__DOCUMENT SEGMENT__.
Speech Recognition Woes: Creating Your own Demo using Sphinx4

Thursday, May 7, 2009

Creating Your own Demo using Sphinx4

Sphinx4 provids good number of demos which I used in my program. I actually had to write an application which will record user speech on client side and send it as wav file to Server. On server side I had to recognize this wav file and return back the result with a confidence score attached as to how well the speech was recognized.
Sounds pretty simple?

I decided to use Java Applet like the one in voxforge. Display a list of sentences and ask user to record the voice. I was part successful in it. I developed an Applet that used Java Sound APIs for recording and playing it back. I ran into certain security issues as Applets are not supposed to save any file locally on client machine or access file system. After digging came over with this issue by signing my applet jar using Jarsigner. So my front end is ready. This applet sends the wav file to server.

Next, Server side planning. For demo I used Sockets to receive the input and send out results. Sphinx4 has a sample program that shows how to pass input audio file to sphinx for recognition. Thats it. My task over. I later on created a new program based on demo to recognize more words and used my own Language model for this task. This was my first application using Sphinx. I wished to let users download the application and test. But one problem with Sphinx4 is that its based on Java and the Acoustic Model and Dictionary make the program heavy for me to upload.

Commenting on accuracy, I was not very satisfied. There are various factors that determine accuracy of SRS, like pronunciation, microphone quality, surrounding noise, etc. I got good results when I used it to recognize Digits. But on providing random words for recognition, accuracy came down to less than 50%. I visited forums for solution, still no proper solution.
Still focus is on improving the results. Changing few parameters did increase the accuracy but it did not convince me to use it for production purpose. I had to leave this work stalled for now.

Edit: This is one of the initial samples I had developed. Download
Update 20/3/2012: The download link was broken. Thanks Jaishu for pointing it out.

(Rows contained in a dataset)
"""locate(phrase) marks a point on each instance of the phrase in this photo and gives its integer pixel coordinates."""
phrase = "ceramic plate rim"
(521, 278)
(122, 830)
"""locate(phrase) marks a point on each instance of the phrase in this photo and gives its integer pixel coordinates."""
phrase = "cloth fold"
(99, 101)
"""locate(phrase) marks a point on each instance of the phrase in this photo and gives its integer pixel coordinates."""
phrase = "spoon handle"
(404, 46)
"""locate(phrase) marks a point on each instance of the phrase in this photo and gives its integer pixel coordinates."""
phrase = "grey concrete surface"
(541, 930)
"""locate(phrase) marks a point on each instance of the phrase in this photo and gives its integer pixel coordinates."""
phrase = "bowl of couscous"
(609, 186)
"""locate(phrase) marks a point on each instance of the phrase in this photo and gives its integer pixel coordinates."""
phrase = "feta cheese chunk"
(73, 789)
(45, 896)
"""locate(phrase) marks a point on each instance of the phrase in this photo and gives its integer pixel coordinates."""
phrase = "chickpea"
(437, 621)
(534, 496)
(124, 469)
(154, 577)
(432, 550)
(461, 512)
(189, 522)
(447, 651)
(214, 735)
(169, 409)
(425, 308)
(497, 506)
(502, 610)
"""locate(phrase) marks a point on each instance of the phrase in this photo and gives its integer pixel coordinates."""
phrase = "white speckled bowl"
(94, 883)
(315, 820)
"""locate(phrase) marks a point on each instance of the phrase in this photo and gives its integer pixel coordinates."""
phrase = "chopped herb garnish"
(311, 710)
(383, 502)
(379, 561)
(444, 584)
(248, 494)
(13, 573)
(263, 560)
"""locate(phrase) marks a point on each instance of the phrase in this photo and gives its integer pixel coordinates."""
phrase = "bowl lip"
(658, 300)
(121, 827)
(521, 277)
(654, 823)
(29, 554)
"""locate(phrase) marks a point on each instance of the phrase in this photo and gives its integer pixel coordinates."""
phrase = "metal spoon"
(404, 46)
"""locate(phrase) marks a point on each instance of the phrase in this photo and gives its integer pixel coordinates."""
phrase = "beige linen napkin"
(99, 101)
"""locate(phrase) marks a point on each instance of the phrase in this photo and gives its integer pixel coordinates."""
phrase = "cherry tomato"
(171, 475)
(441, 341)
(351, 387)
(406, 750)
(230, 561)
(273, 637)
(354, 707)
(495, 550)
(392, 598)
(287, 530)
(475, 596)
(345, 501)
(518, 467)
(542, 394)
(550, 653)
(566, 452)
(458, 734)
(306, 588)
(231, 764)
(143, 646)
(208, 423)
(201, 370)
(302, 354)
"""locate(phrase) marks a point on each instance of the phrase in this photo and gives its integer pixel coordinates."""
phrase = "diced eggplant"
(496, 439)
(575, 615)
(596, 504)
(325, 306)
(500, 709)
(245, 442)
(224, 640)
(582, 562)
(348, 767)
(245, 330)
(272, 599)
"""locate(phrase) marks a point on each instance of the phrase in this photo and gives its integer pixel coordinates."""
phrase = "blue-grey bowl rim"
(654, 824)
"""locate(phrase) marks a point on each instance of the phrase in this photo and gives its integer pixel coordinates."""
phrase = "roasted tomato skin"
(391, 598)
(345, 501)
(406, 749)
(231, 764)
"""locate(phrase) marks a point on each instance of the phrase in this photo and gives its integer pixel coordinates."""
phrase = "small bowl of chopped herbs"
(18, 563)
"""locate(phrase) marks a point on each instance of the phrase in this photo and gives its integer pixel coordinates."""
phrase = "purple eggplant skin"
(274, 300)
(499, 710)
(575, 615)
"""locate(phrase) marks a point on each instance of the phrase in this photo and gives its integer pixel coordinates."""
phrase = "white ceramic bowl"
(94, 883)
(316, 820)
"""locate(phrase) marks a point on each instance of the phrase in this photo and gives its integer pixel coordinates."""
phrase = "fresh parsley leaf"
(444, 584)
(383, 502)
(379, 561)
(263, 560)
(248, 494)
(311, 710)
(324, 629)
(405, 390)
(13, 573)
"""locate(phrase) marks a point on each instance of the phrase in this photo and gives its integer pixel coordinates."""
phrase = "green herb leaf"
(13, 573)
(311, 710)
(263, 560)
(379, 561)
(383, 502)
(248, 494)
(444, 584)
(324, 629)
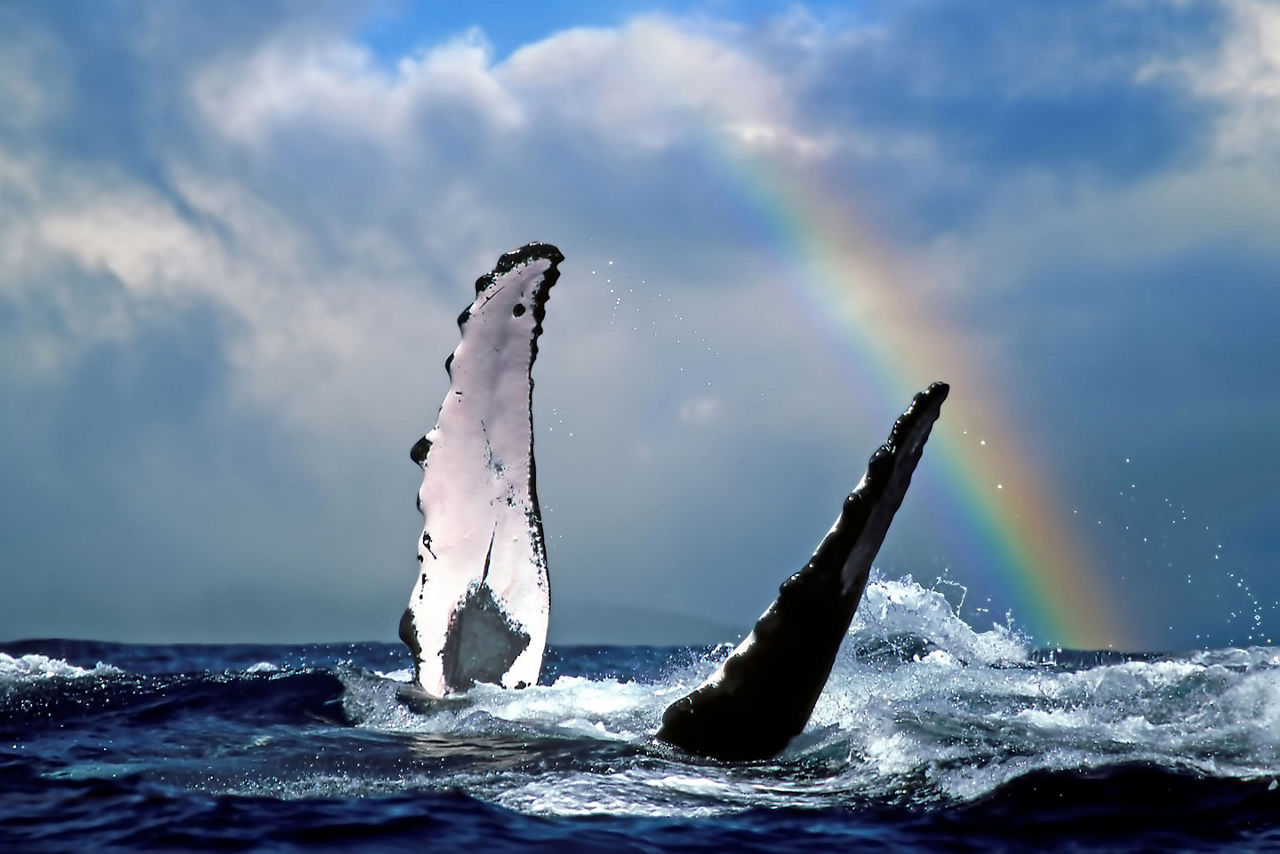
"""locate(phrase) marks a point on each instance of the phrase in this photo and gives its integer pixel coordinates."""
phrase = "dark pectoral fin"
(766, 692)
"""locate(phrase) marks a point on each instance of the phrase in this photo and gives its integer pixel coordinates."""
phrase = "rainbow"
(1009, 528)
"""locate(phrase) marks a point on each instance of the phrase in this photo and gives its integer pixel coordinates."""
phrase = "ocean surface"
(931, 735)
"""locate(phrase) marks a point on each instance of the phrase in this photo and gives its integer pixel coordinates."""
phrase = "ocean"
(931, 735)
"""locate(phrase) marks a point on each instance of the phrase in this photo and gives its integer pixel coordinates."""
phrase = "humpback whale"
(481, 601)
(480, 604)
(764, 692)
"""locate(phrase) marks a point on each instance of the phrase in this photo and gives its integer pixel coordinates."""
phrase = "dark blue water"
(929, 736)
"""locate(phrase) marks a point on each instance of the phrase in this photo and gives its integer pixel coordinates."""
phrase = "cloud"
(292, 220)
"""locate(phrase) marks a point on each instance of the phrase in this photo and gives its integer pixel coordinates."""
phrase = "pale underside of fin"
(481, 602)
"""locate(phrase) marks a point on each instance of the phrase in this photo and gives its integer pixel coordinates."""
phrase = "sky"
(234, 240)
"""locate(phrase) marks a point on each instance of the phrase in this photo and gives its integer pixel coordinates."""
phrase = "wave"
(922, 711)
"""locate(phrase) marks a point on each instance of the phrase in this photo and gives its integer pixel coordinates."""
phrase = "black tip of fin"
(768, 686)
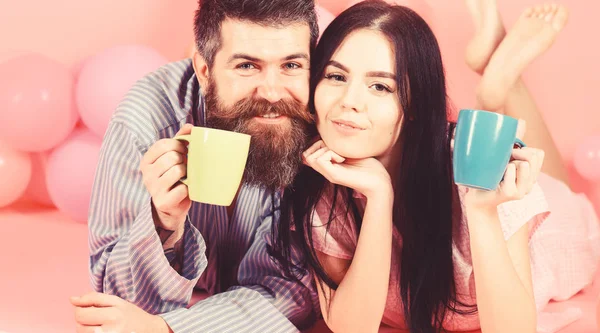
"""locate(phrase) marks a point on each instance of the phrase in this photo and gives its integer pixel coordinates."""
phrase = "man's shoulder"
(159, 100)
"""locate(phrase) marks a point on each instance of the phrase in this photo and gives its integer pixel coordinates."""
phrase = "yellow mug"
(216, 163)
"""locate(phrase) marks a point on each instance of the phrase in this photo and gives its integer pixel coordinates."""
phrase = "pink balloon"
(37, 190)
(70, 173)
(105, 79)
(324, 17)
(15, 172)
(36, 99)
(587, 158)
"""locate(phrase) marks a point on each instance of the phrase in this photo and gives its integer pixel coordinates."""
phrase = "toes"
(560, 18)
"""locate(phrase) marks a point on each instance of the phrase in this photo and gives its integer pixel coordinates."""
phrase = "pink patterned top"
(341, 239)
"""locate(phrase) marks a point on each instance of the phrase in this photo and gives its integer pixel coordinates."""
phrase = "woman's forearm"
(359, 302)
(504, 301)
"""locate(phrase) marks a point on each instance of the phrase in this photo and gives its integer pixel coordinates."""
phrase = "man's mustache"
(250, 108)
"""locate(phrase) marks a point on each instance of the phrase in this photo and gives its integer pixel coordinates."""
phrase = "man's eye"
(292, 65)
(246, 65)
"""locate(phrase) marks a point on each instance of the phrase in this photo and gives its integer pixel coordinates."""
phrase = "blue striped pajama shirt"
(226, 258)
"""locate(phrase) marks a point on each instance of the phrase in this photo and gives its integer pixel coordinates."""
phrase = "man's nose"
(271, 88)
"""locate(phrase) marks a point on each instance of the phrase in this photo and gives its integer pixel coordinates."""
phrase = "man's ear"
(201, 69)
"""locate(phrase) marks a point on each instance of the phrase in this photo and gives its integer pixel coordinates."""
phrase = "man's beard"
(275, 149)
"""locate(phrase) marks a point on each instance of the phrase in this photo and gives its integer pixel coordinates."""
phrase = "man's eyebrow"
(243, 56)
(297, 56)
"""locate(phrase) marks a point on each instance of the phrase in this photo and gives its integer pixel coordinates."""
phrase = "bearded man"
(150, 245)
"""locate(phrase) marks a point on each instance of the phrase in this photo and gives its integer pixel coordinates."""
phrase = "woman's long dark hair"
(426, 205)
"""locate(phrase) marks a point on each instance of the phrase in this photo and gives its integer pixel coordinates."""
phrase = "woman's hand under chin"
(520, 176)
(367, 176)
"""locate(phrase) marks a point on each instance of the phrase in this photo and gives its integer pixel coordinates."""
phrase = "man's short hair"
(272, 13)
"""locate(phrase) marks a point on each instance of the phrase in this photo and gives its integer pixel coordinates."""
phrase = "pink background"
(34, 296)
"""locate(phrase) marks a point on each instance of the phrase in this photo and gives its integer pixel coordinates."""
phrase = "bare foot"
(489, 32)
(532, 35)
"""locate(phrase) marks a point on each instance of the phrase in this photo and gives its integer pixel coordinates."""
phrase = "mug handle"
(519, 143)
(187, 139)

__TASK STATEMENT__.
Repeat the Sphinx4 demo post word for word, from "Sounds pretty simple?" to "the wav file to server.".

__RESPONSE TO THE TASK__.
Sounds pretty simple?

I decided to use Java Applet like the one in voxforge. Display a list of sentences and ask user to record the voice. I was part successful in it. I developed an Applet that used Java Sound APIs for recording and playing it back. I ran into certain security issues as Applets are not supposed to save any file locally on client machine or access file system. After digging came over with this issue by signing my applet jar using Jarsigner. So my front end is ready. This applet sends the wav file to server.